§ **WHAT TO WORK ON**:
Apart from the images, every record here needs to be copied exactly.

§ **EXERCISE MATERIAL**:

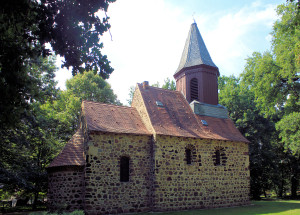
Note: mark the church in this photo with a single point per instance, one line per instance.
(169, 151)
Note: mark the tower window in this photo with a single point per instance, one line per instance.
(194, 89)
(218, 159)
(188, 156)
(219, 156)
(124, 169)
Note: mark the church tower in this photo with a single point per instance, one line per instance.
(197, 75)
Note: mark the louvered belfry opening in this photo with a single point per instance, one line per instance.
(124, 169)
(194, 89)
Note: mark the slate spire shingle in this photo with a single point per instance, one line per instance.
(195, 52)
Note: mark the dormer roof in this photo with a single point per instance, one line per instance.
(195, 52)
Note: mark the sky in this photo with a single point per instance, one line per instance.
(148, 36)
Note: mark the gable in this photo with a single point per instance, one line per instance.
(170, 114)
(112, 118)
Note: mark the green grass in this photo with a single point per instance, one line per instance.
(278, 207)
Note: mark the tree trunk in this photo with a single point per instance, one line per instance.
(35, 200)
(294, 185)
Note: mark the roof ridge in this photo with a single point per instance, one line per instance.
(107, 104)
(159, 88)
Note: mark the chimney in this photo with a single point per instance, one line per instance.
(145, 84)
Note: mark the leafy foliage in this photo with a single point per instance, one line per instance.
(264, 104)
(66, 108)
(28, 147)
(72, 28)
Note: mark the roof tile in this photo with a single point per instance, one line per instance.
(113, 118)
(73, 152)
(176, 117)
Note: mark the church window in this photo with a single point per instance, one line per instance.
(194, 89)
(188, 155)
(219, 156)
(124, 169)
(218, 159)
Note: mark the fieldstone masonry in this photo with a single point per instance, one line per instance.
(157, 155)
(104, 191)
(181, 186)
(67, 188)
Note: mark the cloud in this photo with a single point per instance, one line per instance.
(149, 36)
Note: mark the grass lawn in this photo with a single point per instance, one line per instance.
(278, 207)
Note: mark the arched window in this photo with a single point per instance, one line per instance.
(218, 158)
(188, 156)
(124, 169)
(194, 89)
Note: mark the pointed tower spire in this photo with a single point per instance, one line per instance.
(197, 75)
(194, 52)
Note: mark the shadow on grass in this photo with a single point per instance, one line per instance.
(280, 207)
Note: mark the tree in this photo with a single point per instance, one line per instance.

§ **ANSWER TO THIS EXERCISE**:
Note: mark the church in this photo with a single point per instance, one line per instance.
(169, 151)
Note: mark the tower window in this photo with a single point per instance, one line per instance.
(194, 89)
(218, 159)
(188, 156)
(219, 156)
(124, 169)
Note: mark the church tower in this photo with a single point per instance, one line per instance.
(197, 75)
Note: mark the louvered belfry opening in this photo with a single point per instance, one line per instance.
(124, 169)
(194, 89)
Note: mark the slate spire shingle in this photo with a single point per instance, one line per instance.
(195, 52)
Note: mark the dormer roof in this photo with a single point per instance, one line per instance.
(195, 52)
Note: mark the sky in this photo with a single point per instance, one line per instance.
(148, 36)
Note: mark the gable in this photo with a single point per instance, one line per instance.
(170, 114)
(112, 118)
Note: mark the green grass in this photo with a single point per instance, one line per instance.
(278, 207)
Note: mark the tree trunk in this photo with a single point per instance, one line per instance.
(35, 200)
(294, 185)
Note: mark the roof ridge in this photo with a single point per instance, one line per instance.
(107, 104)
(159, 88)
Note: mark the chimney in this photo with a single point per instance, one line per instance.
(145, 84)
Note: mark the leafy foliage in this photo with a single point per instance, one line per instance.
(264, 104)
(66, 108)
(28, 147)
(72, 28)
Note: mark the roof tile in this photo with a single point per instance, one line per instance.
(113, 118)
(73, 152)
(176, 117)
Note: mark the church window in this photo with a single point per instance, one line per instance.
(194, 89)
(188, 155)
(219, 156)
(124, 169)
(218, 159)
Note: mark the fieldstone masonry in this photo with a single point per instance, one line per instance.
(157, 155)
(104, 191)
(181, 186)
(67, 188)
Note: mark the cloud in this photo with a single point per instance, one line per instance.
(149, 36)
Note: mark the grass lawn in this photo with a single point per instance, one line per instance.
(278, 207)
Note: mark the arched window in this photo with a single point per instance, one line per instance.
(218, 158)
(188, 156)
(124, 169)
(194, 89)
Note: mark the pointed tower spire in this photo with a single point per instance, one line per instance.
(197, 75)
(194, 52)
Note: mark the shadow on grass in this photo with a single point per instance, one line per instance.
(280, 207)
Note: mark the tree in this photo with a single point per instance, one line per instance.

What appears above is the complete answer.